**Фрагмент документа:**
┌──
В силу разных причин некоторые международные музыкальные явления обошли Россию стороной, например движение riot grrrl. В 2014 году говорить об Олимпии 1990-х, казалось бы, глупо, но интересно: откуда в русском панке и хардкоре девушки и как произошла эмансипация женщин без лидеров и без общественного движения? Мы поговорили с вокалистками, басистками, гитаристками, барабанщицами и клавишницами из наших любимых московских групп и узнали, почему они выбрали музыку и как музыка выбрала их.

 

«Каждый сам выбирает своё оружие»: Интервью с девушками из московских рок-групп. Изображение № 1.

 

Наташа (бас): У меня папа музыкант. Он всегда брал меня на гастроли, в студию, мне это очень нравилось. Как-то в детстве он мне сказал: «Не трогай гитару! Лопнет струна — я отрежу тебе руку». Я ещё очень долго боялась брать её в руки.

Когда мне было лет 14, я очень увлекалась группой Red Hot Chili Peppers, слушала Аврил Лавинь, Ramones, Sex Pistols, New Weapon, Blondie... Предложила девочке, с которой мы катались на скейте, создать группу. Решили играть что-то вроде Ramones, потому что это легко и, в принципе, в России тогда никто этого не делал. Папа пытался нанять мне преподавателя, но я хотелась научиться сама, на своих ошибках... Коряво поставить руку, играть на бас-гитаре, поднимая её подмышки. Все всегда смеялись, но пошли они в жопу.

Папа вообще хотел, чтобы я была психологом, он меня отправил учиться на психологический факультет, не помню, как назывался институт. Я проучилась полгода, даже меньше, и переехала в Питер. У меня были проблемы в семье, я не могла общаться с родителями — 17 лет, они меня не понимают... Очень долго жила по впискам.

В Lazy Bitches я играла где-то до 2009 года, мы выпустили два альбома. Тексты писала я. Про папу, про то, как я уходила из дома, про то, что моя жизнь катится в ад, про то, что я никак не могу закончить употреблять наркотики. Мне нужно было куда-то деть свою энергию и злость. Без концертов, репетиций, музыки я просто схожу с ума. Если бы не музыка, я бы давно в канаве валялась. Первые большие деньги я заработала, когда А-One дали нам определённую сумму на альбом. Мы их поделили, и я ходила и думала: что мне делать с этими деньгами? Мне же ничего не нужно, у меня и так все есть: гитара, жильё.
└──
**Задание:**
Перепишите фрагмент интервью от слов «Папа вообще хотел, чтобы» до слов «жила по впискам.», заменив «Питер» на «Петербург».

Элементы набора данных:
┌──
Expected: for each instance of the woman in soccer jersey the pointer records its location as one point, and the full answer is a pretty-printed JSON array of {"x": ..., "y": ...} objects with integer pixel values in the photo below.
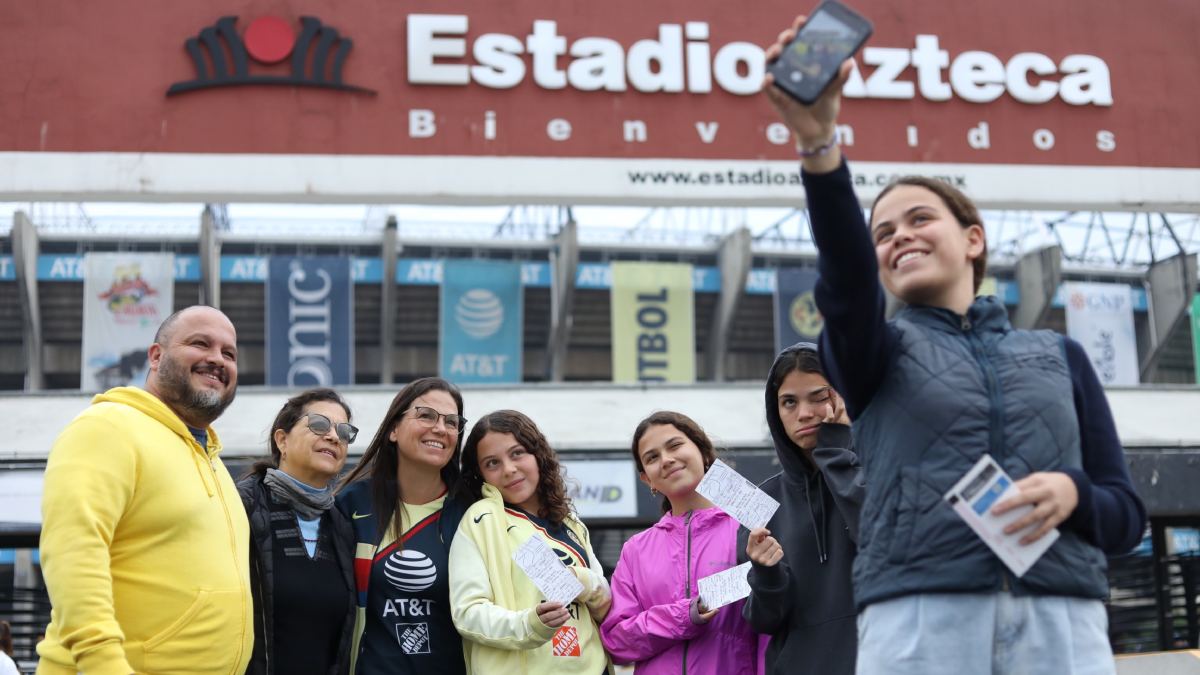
[
  {"x": 508, "y": 626},
  {"x": 402, "y": 502}
]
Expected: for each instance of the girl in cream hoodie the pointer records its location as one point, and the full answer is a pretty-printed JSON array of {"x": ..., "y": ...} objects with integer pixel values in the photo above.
[{"x": 505, "y": 625}]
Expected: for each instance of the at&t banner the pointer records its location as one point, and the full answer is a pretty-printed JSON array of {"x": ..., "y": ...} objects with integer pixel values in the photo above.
[
  {"x": 653, "y": 323},
  {"x": 1099, "y": 316},
  {"x": 310, "y": 322},
  {"x": 125, "y": 298},
  {"x": 797, "y": 318},
  {"x": 481, "y": 321}
]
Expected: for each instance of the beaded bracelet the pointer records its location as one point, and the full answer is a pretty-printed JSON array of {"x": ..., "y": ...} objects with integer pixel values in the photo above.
[{"x": 820, "y": 150}]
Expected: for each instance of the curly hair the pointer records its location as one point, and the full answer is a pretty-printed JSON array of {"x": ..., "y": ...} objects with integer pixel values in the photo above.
[
  {"x": 684, "y": 424},
  {"x": 556, "y": 505}
]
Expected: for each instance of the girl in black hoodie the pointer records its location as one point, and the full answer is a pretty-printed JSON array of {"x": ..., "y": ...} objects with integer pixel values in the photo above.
[{"x": 804, "y": 601}]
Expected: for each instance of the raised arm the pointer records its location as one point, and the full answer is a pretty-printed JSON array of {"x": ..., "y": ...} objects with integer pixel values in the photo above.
[{"x": 856, "y": 342}]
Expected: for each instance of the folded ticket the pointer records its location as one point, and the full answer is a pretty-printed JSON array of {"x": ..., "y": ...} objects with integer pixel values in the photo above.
[
  {"x": 725, "y": 587},
  {"x": 737, "y": 496},
  {"x": 973, "y": 496}
]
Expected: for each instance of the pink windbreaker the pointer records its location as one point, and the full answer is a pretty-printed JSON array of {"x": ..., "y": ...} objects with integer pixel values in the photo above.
[{"x": 649, "y": 622}]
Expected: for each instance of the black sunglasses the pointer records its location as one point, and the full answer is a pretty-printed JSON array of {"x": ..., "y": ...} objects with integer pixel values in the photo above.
[{"x": 321, "y": 425}]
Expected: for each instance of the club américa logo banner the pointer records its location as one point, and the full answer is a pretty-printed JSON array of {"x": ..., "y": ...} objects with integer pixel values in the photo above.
[{"x": 222, "y": 58}]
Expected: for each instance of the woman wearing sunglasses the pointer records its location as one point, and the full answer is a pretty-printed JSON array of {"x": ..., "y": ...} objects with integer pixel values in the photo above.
[
  {"x": 301, "y": 549},
  {"x": 402, "y": 503}
]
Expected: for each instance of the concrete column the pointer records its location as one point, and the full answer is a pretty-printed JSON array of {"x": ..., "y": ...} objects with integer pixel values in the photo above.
[
  {"x": 733, "y": 262},
  {"x": 210, "y": 260},
  {"x": 1170, "y": 287},
  {"x": 24, "y": 252},
  {"x": 388, "y": 303},
  {"x": 564, "y": 262},
  {"x": 1038, "y": 275}
]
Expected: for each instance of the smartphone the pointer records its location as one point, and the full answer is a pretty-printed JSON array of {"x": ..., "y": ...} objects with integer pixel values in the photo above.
[{"x": 810, "y": 61}]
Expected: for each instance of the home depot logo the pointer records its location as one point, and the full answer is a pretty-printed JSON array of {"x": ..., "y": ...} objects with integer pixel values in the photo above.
[{"x": 222, "y": 58}]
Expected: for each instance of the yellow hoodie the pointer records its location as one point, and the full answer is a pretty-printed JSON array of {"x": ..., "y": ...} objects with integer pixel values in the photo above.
[
  {"x": 144, "y": 547},
  {"x": 492, "y": 601}
]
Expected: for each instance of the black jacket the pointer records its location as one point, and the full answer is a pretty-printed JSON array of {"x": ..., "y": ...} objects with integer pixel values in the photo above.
[
  {"x": 805, "y": 602},
  {"x": 256, "y": 497}
]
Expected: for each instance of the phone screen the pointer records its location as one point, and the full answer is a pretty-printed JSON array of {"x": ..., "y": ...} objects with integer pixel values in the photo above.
[{"x": 813, "y": 59}]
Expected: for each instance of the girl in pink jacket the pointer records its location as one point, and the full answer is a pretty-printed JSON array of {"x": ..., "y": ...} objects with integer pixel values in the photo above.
[{"x": 657, "y": 621}]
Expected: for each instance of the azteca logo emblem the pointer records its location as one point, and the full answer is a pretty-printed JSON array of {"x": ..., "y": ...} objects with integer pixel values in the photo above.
[
  {"x": 124, "y": 297},
  {"x": 222, "y": 58}
]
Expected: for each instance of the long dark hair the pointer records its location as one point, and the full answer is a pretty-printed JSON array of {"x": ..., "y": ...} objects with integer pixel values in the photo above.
[
  {"x": 688, "y": 426},
  {"x": 556, "y": 505},
  {"x": 381, "y": 461},
  {"x": 288, "y": 416}
]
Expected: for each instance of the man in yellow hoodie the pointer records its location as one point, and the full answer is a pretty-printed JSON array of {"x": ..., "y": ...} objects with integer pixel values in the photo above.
[{"x": 144, "y": 539}]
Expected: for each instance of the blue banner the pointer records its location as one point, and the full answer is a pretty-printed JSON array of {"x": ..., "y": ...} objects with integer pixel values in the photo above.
[
  {"x": 481, "y": 321},
  {"x": 797, "y": 318},
  {"x": 310, "y": 322}
]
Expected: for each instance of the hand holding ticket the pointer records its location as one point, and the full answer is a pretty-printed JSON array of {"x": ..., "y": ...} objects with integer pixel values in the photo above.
[
  {"x": 973, "y": 497},
  {"x": 737, "y": 496},
  {"x": 725, "y": 587},
  {"x": 552, "y": 578}
]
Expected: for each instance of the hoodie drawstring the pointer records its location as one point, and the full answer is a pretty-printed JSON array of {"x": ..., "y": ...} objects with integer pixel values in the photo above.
[{"x": 817, "y": 532}]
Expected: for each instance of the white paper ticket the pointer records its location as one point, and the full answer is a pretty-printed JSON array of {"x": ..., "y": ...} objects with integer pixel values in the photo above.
[
  {"x": 973, "y": 496},
  {"x": 725, "y": 587},
  {"x": 552, "y": 578},
  {"x": 737, "y": 496}
]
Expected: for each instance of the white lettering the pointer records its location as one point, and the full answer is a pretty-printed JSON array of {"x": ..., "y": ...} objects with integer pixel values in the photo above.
[
  {"x": 599, "y": 64},
  {"x": 978, "y": 137},
  {"x": 929, "y": 60},
  {"x": 501, "y": 64},
  {"x": 1018, "y": 77},
  {"x": 421, "y": 124},
  {"x": 666, "y": 52},
  {"x": 700, "y": 75},
  {"x": 1086, "y": 81},
  {"x": 558, "y": 129},
  {"x": 1043, "y": 139},
  {"x": 424, "y": 48},
  {"x": 888, "y": 64},
  {"x": 635, "y": 131},
  {"x": 978, "y": 77},
  {"x": 546, "y": 46},
  {"x": 730, "y": 59}
]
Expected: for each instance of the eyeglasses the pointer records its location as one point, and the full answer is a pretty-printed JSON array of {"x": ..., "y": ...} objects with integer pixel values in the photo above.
[
  {"x": 321, "y": 425},
  {"x": 429, "y": 417}
]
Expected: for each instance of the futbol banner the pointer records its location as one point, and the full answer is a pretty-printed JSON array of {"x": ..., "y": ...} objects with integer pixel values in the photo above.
[
  {"x": 310, "y": 322},
  {"x": 653, "y": 322},
  {"x": 481, "y": 321},
  {"x": 1099, "y": 316},
  {"x": 797, "y": 318},
  {"x": 125, "y": 298}
]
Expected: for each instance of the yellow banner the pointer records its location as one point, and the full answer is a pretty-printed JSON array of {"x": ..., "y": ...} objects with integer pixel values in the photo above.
[{"x": 653, "y": 323}]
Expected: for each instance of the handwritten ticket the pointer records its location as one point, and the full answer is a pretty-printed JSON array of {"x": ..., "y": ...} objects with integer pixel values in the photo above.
└──
**Решение задачи:**
Папа вообще хотел, чтобы я была психологом, он меня отправил учиться на психологический факультет, не помню, как назывался институт. Я проучилась полгода, даже меньше, и переехала в Петербург. У меня были проблемы в семье, я не могла общаться с родителями — 17 лет, они меня не понимают... Очень долго жила по впискам.